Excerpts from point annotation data
-- start --

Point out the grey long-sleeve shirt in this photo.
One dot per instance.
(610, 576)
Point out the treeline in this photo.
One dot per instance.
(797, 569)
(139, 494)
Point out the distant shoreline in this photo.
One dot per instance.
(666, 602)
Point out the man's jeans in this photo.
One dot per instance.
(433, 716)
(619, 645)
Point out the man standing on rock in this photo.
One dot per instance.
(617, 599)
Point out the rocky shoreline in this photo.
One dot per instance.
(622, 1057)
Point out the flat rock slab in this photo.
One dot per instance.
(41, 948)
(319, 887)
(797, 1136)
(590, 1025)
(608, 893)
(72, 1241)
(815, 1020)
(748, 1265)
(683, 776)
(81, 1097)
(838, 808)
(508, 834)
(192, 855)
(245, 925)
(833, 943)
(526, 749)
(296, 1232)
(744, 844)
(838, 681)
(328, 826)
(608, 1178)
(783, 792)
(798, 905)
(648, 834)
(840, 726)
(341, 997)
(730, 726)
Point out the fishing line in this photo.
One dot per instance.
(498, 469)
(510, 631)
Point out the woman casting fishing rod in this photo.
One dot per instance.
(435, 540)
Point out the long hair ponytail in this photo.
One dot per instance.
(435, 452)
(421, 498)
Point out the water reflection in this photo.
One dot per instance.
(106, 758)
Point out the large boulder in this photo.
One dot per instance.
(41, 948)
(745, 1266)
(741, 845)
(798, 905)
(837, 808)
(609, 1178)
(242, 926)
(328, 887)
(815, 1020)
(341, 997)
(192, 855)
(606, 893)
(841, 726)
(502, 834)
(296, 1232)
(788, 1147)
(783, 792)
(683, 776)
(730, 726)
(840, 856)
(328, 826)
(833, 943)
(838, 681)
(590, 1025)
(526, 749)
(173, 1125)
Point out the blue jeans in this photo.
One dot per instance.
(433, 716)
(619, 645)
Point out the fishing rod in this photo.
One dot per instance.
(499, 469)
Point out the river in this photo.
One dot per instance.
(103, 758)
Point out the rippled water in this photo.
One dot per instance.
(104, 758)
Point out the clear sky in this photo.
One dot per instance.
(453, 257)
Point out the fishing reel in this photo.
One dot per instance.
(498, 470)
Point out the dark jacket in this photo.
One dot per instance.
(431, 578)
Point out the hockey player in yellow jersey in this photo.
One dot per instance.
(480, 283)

-- end --
-- start --

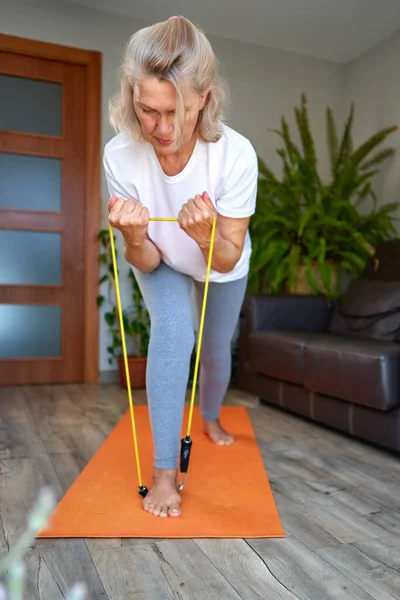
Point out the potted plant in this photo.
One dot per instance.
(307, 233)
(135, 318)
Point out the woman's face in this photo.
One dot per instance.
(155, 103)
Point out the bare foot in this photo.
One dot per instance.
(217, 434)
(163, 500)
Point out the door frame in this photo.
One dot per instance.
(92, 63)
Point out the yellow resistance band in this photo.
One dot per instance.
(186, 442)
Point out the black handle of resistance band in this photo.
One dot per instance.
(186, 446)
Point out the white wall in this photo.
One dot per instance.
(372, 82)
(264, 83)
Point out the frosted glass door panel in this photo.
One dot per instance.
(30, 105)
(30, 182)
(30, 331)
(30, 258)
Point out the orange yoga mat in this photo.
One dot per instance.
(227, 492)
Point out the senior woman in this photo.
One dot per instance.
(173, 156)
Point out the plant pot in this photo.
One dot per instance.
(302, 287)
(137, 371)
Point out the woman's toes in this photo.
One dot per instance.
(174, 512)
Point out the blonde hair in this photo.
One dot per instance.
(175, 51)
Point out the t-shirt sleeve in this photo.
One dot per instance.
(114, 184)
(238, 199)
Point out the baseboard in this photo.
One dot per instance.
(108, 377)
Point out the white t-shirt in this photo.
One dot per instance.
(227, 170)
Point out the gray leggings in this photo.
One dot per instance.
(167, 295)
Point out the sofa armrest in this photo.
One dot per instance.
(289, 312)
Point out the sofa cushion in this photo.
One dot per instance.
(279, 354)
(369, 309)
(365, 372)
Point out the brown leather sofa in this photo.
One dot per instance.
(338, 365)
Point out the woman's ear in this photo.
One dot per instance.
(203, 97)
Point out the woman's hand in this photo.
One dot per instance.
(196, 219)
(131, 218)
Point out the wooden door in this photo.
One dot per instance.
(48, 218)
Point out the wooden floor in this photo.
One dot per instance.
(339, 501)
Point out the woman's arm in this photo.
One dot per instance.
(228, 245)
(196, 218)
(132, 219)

-- end --
-- start --

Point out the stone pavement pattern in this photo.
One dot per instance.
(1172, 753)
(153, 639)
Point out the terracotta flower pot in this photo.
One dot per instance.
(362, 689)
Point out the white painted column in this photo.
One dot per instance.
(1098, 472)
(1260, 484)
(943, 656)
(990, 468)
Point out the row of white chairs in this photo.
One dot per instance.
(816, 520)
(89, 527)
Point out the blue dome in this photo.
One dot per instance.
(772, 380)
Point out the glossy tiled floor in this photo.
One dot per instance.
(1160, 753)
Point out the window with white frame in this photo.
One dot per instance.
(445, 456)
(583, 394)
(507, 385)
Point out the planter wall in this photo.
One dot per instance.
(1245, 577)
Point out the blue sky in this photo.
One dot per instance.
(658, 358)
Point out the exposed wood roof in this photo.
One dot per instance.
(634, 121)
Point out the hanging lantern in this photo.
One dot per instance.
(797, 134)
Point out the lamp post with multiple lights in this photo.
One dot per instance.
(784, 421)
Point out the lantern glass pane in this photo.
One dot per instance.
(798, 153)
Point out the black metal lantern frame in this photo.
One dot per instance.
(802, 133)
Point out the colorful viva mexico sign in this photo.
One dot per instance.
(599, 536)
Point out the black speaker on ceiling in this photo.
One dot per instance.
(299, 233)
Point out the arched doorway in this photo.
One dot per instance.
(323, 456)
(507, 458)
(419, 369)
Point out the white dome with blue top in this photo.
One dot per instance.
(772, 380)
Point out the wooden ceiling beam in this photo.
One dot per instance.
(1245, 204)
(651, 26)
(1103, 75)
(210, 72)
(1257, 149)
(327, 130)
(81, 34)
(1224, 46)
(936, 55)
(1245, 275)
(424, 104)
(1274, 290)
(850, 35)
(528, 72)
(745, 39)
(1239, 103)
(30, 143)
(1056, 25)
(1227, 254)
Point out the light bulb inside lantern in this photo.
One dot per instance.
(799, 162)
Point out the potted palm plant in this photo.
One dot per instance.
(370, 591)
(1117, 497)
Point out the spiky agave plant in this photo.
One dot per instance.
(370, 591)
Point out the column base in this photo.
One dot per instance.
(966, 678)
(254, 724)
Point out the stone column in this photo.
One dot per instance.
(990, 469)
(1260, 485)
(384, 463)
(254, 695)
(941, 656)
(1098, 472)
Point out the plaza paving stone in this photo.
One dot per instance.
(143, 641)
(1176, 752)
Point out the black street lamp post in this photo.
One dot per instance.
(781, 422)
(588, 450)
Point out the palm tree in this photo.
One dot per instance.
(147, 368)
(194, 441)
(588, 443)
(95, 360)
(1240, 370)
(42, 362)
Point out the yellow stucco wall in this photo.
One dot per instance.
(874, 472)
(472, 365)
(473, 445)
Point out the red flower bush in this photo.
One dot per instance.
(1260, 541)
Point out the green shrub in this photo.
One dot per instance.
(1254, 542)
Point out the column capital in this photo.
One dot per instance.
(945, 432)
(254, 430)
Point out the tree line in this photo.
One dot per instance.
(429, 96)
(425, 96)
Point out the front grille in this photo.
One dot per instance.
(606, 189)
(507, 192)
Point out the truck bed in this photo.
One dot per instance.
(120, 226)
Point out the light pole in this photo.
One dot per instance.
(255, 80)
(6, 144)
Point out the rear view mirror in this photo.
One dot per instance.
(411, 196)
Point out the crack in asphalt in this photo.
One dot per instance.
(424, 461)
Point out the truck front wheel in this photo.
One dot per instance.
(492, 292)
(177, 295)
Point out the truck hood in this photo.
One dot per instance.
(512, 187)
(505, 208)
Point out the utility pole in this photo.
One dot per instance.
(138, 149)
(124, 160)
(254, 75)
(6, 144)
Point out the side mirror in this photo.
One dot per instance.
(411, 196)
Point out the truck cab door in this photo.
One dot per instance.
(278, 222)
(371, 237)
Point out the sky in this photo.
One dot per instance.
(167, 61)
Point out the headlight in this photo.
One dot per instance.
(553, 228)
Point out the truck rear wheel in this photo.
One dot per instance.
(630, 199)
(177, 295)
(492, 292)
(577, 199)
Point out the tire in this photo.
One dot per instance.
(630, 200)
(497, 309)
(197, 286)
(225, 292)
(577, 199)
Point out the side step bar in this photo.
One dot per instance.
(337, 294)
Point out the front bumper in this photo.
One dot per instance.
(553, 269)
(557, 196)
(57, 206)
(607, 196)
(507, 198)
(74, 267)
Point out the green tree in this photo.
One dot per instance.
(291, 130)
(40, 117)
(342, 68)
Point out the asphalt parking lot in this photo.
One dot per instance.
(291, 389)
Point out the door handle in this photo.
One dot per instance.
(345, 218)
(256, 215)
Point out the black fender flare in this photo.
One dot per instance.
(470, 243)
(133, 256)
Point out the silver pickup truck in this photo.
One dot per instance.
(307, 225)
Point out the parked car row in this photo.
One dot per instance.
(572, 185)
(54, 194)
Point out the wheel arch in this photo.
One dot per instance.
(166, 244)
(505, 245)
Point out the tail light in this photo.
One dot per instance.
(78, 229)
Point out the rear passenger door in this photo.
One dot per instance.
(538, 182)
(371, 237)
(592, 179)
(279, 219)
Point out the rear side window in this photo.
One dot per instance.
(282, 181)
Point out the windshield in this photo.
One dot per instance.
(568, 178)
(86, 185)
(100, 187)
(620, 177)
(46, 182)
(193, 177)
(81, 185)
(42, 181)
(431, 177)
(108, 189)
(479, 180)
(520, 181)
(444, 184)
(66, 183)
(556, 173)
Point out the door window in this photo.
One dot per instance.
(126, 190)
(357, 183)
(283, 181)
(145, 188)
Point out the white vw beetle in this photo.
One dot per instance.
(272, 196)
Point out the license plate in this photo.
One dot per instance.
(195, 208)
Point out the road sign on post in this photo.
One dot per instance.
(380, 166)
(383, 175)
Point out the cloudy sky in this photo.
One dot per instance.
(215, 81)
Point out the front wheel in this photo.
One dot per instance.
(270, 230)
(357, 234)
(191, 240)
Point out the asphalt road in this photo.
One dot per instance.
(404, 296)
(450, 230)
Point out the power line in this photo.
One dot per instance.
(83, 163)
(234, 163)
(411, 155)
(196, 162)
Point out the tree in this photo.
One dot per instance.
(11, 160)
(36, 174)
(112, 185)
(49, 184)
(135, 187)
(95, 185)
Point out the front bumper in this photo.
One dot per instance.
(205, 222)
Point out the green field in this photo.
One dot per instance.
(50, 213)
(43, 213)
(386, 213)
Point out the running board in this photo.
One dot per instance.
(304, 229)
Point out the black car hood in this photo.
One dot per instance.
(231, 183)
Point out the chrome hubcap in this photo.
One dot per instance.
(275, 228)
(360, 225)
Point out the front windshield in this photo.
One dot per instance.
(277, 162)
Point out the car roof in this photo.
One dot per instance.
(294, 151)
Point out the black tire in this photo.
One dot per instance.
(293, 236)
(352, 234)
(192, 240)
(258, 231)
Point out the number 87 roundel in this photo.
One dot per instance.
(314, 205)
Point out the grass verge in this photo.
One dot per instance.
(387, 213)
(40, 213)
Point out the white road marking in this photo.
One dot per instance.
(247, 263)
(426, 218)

-- end --

Objective
Pull out every line of the material above that contains the word "stone".

Exercise output
Point out the stone pavement pattern in this photo.
Point out the stone column in this photo.
Point out the plaza paving stone in this photo.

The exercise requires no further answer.